======== Text segment

Since our town is a resort, a lot of players “vacation” close. Real close, as in the local hotels and spas. There’s no way you’re getting into some chi-chi spa, of course, but you can still enjoy luxury. Check out the Ritz-Carlton pool, for instance. Easy to get in, and you can even save the hefty valet parking fee by parking in the Salt Creek meters. Once you’ve safely infiltrated the pool deck, look for a chaise longue near a local businessman or golf widow; just look for faces you saw at Peet’s or those ritzy galas. Strike up a conversation – you are an expert by now – and suggest lunch by the pool. Before it’s brought out, check your wallet, wince, and admit (the rich love admissions), “I forgot cash, and (check over shoulder for effect) I’m not actually staying here this weekend. It’s just my pool is being retiled today.” Enjoy the free lunch.

================
======== Rows

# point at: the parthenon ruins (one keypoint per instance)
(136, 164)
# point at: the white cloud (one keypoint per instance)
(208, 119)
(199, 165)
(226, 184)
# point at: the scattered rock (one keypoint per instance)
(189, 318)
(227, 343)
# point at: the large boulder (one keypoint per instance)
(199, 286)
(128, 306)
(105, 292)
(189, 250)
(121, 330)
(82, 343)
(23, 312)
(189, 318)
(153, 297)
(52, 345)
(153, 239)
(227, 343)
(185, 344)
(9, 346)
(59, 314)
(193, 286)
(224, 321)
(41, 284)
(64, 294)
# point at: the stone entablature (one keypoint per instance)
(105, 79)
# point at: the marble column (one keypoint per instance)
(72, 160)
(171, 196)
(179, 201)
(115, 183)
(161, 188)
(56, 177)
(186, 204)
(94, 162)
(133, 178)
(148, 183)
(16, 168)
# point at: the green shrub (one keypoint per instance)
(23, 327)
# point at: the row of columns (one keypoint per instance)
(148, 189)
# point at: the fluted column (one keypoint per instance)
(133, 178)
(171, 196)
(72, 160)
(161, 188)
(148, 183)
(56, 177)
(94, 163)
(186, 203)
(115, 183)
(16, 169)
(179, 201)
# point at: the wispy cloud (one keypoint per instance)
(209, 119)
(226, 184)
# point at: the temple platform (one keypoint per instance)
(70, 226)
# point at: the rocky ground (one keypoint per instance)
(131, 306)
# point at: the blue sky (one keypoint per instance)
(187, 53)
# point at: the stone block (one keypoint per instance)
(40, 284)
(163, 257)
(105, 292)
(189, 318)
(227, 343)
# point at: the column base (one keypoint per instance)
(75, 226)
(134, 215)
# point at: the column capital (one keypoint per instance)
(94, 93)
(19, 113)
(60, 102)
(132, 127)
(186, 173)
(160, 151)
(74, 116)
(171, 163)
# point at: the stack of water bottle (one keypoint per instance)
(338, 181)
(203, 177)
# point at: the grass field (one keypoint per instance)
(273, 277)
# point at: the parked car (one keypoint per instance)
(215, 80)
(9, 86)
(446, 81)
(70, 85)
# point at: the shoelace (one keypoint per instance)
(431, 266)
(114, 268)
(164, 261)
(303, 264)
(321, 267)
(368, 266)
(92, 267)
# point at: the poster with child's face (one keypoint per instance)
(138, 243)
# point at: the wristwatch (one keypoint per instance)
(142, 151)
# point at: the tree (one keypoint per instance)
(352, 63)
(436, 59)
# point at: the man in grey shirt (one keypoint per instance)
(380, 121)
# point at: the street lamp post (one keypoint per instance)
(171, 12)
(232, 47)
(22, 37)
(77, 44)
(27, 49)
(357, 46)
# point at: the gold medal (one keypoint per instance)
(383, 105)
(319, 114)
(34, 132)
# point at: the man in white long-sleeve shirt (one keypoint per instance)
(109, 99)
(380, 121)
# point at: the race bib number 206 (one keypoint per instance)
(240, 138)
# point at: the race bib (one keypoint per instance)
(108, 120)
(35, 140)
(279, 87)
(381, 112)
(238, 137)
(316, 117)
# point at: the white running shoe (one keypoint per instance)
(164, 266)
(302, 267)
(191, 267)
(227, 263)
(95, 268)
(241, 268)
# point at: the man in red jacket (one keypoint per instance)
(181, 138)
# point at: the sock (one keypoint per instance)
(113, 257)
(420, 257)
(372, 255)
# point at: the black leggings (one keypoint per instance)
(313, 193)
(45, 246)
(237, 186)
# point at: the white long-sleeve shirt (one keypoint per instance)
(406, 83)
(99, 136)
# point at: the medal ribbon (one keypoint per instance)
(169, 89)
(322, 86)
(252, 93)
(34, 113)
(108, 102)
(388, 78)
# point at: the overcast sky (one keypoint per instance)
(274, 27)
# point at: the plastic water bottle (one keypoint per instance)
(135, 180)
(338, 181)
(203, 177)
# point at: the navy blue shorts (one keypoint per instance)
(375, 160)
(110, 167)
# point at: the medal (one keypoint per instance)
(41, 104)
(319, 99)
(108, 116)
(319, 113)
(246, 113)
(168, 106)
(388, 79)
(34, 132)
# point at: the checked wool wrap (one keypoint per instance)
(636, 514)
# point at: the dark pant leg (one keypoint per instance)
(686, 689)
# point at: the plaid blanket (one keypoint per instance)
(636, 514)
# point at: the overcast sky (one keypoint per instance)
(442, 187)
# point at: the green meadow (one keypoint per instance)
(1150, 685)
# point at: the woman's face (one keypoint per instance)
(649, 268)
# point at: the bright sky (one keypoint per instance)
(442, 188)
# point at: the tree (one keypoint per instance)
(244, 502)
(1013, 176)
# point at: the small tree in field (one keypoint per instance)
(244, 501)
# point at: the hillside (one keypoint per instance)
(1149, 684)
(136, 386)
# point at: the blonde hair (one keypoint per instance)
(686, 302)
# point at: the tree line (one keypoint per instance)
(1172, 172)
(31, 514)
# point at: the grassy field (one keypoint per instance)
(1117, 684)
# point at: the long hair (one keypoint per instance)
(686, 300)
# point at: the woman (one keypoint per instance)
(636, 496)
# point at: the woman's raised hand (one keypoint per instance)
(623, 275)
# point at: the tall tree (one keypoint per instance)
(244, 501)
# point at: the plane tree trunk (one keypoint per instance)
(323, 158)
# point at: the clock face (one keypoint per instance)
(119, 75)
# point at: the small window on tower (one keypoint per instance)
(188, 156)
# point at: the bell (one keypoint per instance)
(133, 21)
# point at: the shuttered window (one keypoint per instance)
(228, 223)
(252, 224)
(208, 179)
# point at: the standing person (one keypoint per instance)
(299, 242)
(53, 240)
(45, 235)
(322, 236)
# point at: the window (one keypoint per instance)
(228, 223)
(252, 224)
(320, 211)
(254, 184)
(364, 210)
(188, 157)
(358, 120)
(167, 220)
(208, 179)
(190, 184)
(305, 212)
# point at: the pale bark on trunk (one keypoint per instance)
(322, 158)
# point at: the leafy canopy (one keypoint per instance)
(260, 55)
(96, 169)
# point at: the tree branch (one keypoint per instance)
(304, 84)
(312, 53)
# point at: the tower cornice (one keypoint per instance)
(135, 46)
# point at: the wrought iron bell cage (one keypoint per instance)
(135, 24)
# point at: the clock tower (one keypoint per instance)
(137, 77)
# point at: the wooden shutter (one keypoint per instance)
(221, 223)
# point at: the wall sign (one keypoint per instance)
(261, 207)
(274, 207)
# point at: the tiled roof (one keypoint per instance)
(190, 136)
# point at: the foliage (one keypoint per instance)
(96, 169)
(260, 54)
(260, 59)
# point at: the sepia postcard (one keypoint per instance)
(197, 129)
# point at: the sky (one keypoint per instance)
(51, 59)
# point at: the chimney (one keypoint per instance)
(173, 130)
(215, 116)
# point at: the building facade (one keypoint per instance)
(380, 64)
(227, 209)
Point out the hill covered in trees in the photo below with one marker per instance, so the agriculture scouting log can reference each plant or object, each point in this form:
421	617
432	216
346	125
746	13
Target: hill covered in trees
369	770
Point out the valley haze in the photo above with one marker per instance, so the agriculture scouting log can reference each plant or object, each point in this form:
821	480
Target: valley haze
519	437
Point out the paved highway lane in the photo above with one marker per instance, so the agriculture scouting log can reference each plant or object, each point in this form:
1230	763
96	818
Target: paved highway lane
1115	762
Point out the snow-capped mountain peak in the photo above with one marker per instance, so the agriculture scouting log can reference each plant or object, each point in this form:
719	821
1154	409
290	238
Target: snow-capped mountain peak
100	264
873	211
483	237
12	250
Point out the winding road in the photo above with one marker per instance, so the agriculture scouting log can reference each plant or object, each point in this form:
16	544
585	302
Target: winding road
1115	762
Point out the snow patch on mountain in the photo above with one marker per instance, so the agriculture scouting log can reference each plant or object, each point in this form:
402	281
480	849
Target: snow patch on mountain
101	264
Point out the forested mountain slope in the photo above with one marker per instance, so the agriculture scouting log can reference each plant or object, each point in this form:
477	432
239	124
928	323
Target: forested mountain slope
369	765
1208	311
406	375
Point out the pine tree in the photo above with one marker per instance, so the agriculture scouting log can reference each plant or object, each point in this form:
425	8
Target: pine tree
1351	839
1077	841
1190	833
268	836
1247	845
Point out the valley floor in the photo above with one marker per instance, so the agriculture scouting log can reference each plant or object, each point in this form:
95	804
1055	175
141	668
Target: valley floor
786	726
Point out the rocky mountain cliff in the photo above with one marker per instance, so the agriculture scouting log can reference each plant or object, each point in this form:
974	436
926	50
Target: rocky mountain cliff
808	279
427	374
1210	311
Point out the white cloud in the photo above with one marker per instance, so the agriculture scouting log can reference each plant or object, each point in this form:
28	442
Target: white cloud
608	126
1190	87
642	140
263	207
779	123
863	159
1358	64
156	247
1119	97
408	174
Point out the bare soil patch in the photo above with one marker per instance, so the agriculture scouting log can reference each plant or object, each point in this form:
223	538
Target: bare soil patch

================

Given exercise
In the resort-town advice, where should a reader park to avoid the Ritz-Carlton's valet parking fee? The records stand apart from the text and are unrelated to it.

The completed task
At the Salt Creek meters.